▶ _Aim of the exercise_
Rewrite every line of the records below as a numbered list, omitting any blank lines.

* * * * *

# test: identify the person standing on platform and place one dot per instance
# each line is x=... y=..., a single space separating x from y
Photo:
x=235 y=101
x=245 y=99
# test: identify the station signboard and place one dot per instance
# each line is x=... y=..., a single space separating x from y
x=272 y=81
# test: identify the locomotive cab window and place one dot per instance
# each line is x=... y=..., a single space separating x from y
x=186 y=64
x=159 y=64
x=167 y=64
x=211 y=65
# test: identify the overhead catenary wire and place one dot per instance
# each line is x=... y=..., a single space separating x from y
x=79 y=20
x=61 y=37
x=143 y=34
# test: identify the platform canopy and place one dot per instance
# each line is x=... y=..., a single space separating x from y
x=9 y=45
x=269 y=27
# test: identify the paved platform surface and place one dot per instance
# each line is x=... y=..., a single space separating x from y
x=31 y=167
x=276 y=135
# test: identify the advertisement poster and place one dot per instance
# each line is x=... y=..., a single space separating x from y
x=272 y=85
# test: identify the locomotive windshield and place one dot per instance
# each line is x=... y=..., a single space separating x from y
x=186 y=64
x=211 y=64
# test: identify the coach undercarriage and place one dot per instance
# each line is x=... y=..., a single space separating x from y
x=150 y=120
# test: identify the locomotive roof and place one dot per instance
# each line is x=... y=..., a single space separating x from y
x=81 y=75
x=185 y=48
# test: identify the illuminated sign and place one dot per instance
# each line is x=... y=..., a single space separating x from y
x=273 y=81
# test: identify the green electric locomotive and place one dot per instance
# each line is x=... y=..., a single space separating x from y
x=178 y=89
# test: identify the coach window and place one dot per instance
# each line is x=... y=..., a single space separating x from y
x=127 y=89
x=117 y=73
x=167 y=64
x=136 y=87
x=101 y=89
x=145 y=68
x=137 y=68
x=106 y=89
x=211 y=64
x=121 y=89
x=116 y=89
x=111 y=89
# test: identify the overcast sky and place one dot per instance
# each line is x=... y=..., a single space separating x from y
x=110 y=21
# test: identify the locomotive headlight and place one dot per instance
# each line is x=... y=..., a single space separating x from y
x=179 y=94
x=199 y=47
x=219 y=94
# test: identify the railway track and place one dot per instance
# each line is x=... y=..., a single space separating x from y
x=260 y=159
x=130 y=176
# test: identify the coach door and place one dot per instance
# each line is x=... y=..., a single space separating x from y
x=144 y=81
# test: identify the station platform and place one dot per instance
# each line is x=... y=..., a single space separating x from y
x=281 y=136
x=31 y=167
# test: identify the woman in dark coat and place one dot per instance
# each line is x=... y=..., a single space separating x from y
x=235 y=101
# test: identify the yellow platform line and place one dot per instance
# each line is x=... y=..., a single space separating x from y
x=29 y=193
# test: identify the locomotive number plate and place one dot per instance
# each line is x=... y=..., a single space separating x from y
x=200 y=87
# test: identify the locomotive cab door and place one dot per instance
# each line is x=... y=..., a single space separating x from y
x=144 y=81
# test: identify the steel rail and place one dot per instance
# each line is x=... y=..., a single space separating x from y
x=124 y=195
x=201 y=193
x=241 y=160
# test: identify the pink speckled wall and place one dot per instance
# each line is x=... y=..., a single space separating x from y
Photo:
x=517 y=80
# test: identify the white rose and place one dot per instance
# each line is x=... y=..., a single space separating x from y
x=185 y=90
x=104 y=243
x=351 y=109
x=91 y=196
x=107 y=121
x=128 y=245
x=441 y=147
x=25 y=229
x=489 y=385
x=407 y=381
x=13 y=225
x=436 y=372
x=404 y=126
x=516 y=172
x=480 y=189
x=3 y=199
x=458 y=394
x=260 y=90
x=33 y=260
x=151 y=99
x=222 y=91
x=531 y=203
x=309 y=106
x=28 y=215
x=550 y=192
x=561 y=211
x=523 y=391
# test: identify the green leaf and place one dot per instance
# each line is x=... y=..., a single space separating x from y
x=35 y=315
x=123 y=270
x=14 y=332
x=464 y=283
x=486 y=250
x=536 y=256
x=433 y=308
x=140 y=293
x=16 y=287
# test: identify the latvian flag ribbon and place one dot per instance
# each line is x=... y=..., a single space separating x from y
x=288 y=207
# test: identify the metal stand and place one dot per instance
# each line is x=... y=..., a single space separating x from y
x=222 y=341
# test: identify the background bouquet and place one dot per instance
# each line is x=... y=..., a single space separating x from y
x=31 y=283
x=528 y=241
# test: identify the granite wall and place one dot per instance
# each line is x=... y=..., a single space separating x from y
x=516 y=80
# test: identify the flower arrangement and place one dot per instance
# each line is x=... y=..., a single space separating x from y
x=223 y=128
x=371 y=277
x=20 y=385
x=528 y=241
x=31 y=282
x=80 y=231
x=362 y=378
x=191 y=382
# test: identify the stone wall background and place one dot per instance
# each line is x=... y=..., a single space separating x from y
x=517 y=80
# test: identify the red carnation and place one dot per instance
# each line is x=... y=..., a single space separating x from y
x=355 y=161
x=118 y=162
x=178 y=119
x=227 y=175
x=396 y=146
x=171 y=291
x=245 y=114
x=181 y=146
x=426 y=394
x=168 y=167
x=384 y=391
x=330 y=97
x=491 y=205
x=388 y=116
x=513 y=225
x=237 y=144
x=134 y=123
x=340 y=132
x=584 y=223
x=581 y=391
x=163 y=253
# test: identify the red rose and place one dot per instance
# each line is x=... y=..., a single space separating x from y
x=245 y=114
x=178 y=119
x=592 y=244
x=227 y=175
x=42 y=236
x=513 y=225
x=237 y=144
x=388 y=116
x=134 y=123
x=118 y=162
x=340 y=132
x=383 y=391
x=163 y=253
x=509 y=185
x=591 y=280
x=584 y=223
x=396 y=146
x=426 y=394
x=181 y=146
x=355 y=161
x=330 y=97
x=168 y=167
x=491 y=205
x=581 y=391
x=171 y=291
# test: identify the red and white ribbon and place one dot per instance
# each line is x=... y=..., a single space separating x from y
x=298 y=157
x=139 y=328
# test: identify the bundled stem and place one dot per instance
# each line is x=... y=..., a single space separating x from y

* * * * *

▶ _Solution_
1. # test: identify the person standing on platform and place one dot per instance
2. # each line is x=... y=..., a single space separating x from y
3. Photo:
4. x=235 y=101
5. x=245 y=99
6. # test: identify the station signboard and place one dot per instance
7. # each line is x=... y=..., a single space separating x from y
8. x=272 y=81
9. # test: identify the locomotive cab window and place one dot per instance
10. # each line is x=... y=..., a single space separating x from y
11. x=186 y=64
12. x=159 y=64
13. x=167 y=64
14. x=211 y=65
15. # test: identify the overhead catenary wire and place one dot per instance
16. # each line is x=... y=..., a single space separating x from y
17. x=79 y=20
18. x=61 y=37
19. x=143 y=34
20. # test: identify the platform canopy and place one dot per instance
21. # each line is x=... y=..., a single space separating x from y
22. x=9 y=45
23. x=269 y=27
24. # test: identify the paved platform surface and place one dot per instance
25. # each line is x=... y=..., a single space separating x from y
26. x=31 y=167
27. x=276 y=135
28. # test: identify the advertisement poster and place one dot per instance
29. # each line is x=... y=..., a single space separating x from y
30. x=272 y=85
31. # test: identify the locomotive windshield and place one dot per instance
32. # each line is x=... y=..., a single space separating x from y
33. x=186 y=64
34. x=211 y=64
35. # test: identify the coach undercarriage and place one dot per instance
36. # each line is x=... y=..., a single space separating x from y
37. x=150 y=120
38. # test: identify the locomotive roof and place one dot per instance
39. # each line is x=... y=..., a single space separating x from y
40. x=81 y=75
41. x=185 y=48
42. # test: identify the illuminated sign and place one dot per instance
43. # each line is x=... y=..., a single space separating x from y
44. x=273 y=81
45. # test: identify the green electric locomotive and place one dot per instance
46. # each line is x=... y=..., a single space separating x from y
47. x=178 y=89
48. # test: identify the coach window and place one dot per instance
49. # each line is x=... y=..., a single space separating x from y
50. x=127 y=89
51. x=117 y=73
52. x=167 y=64
53. x=136 y=87
54. x=101 y=89
55. x=145 y=68
56. x=137 y=68
57. x=106 y=89
58. x=211 y=64
59. x=121 y=89
60. x=116 y=89
61. x=111 y=89
62. # test: identify the overcast sky and place one dot per instance
63. # each line is x=... y=..., a single space separating x from y
64. x=110 y=21
65. # test: identify the locomotive headlight and place one dot per instance
66. # each line is x=... y=..., a single space separating x from y
67. x=179 y=94
68. x=199 y=47
69. x=219 y=94
70. # test: identify the railway track and place one dot per instance
71. # each line is x=... y=..., a single space separating x from y
72. x=260 y=159
73. x=130 y=176
74. # test: identify the coach door and place one dot per instance
75. # each line is x=... y=..., a single space separating x from y
76. x=144 y=81
77. # test: identify the station platform and place one dot per instance
78. # each line is x=... y=..., a single space separating x from y
79. x=281 y=136
80. x=31 y=167
81. # test: identify the woman in dark coat and place one dot per instance
82. # each line is x=... y=..., a single space separating x from y
83. x=235 y=101
84. # test: identify the yellow platform line and place one dot per instance
85. # each line is x=... y=..., a single space separating x from y
86. x=29 y=193
87. # test: identify the locomotive number plate and place one dot per instance
88. # each line is x=... y=..., a single space separating x from y
89. x=200 y=87
90. # test: identify the locomotive cab door and place one dot per instance
91. # each line is x=... y=..., a single space separating x from y
92. x=144 y=81
93. # test: identify the steel rail and place one dot per instance
94. # each line is x=... y=..., a single space separating x from y
95. x=124 y=195
96. x=201 y=193
97. x=241 y=160
98. # test: identify the pink speckled wall and place one dot per instance
99. # each line is x=... y=..., a single space separating x from y
100. Photo:
101. x=517 y=80
102. # test: identify the white rose and place one dot per instance
103. # each line is x=... y=..., a single space separating x from y
104. x=185 y=90
105. x=104 y=243
106. x=351 y=109
107. x=91 y=196
108. x=107 y=121
109. x=128 y=245
110. x=441 y=147
111. x=25 y=229
112. x=489 y=385
113. x=407 y=381
114. x=13 y=225
115. x=436 y=372
116. x=404 y=126
117. x=516 y=172
118. x=480 y=189
119. x=3 y=199
120. x=458 y=394
121. x=260 y=90
122. x=33 y=260
123. x=151 y=99
124. x=222 y=91
125. x=531 y=203
126. x=309 y=106
127. x=28 y=215
128. x=550 y=192
129. x=561 y=211
130. x=523 y=391
131. # test: identify the green leaf and place one dot per instance
132. # each line is x=... y=..., a single space separating x from y
133. x=35 y=315
134. x=123 y=270
135. x=14 y=332
136. x=464 y=283
137. x=486 y=250
138. x=536 y=256
139. x=433 y=308
140. x=140 y=293
141. x=16 y=287
142. # test: identify the latvian flag ribbon and place one dot per instance
143. # each line is x=... y=..., a single space separating x from y
144. x=288 y=207
145. # test: identify the metal stand and place one dot per instance
146. # each line is x=... y=..., a single space separating x from y
147. x=222 y=341
148. # test: identify the background bouquet and place one dot per instance
149. # each line is x=... y=..., a single space separating x from y
150. x=31 y=283
151. x=528 y=241
152. # test: identify the granite wall and place one dot per instance
153. # each line is x=... y=..., a single space separating x from y
154. x=516 y=80
155. # test: identify the flower arrangement and place one dot per instance
156. # each line is x=... y=..., a single space separating x from y
157. x=223 y=128
158. x=371 y=277
159. x=20 y=385
160. x=528 y=241
161. x=31 y=282
162. x=80 y=231
163. x=362 y=378
164. x=191 y=382
165. # test: identify the stone wall background and place one dot per instance
166. # each line is x=... y=..., a single space separating x from y
167. x=517 y=80
168. # test: identify the red carnation and place one dot per instance
169. # each line is x=... y=..., a single space separating x from y
170. x=355 y=161
171. x=118 y=162
172. x=178 y=119
173. x=227 y=175
174. x=396 y=146
175. x=171 y=291
176. x=245 y=114
177. x=181 y=146
178. x=426 y=394
179. x=168 y=167
180. x=384 y=391
181. x=330 y=97
182. x=491 y=205
183. x=388 y=116
184. x=513 y=225
185. x=237 y=144
186. x=134 y=123
187. x=340 y=132
188. x=584 y=223
189. x=581 y=391
190. x=163 y=253
191. # test: identify the red rose and place one dot per instance
192. # each line is x=... y=..., a single space separating x from y
193. x=245 y=114
194. x=178 y=119
195. x=592 y=244
196. x=227 y=175
197. x=42 y=236
198. x=513 y=225
199. x=237 y=144
200. x=388 y=116
201. x=134 y=123
202. x=118 y=162
203. x=340 y=132
204. x=383 y=391
205. x=163 y=253
206. x=509 y=185
207. x=591 y=280
208. x=584 y=223
209. x=396 y=146
210. x=426 y=394
211. x=181 y=146
212. x=355 y=161
213. x=330 y=97
214. x=168 y=167
215. x=491 y=205
216. x=581 y=391
217. x=171 y=291
218. # test: identify the red and white ribbon and place one dot per instance
219. # each line is x=... y=..., a single space separating x from y
220. x=298 y=157
221. x=139 y=328
222. # test: identify the bundled stem and place one dot per instance
223. # each line is x=... y=..., a single space separating x from y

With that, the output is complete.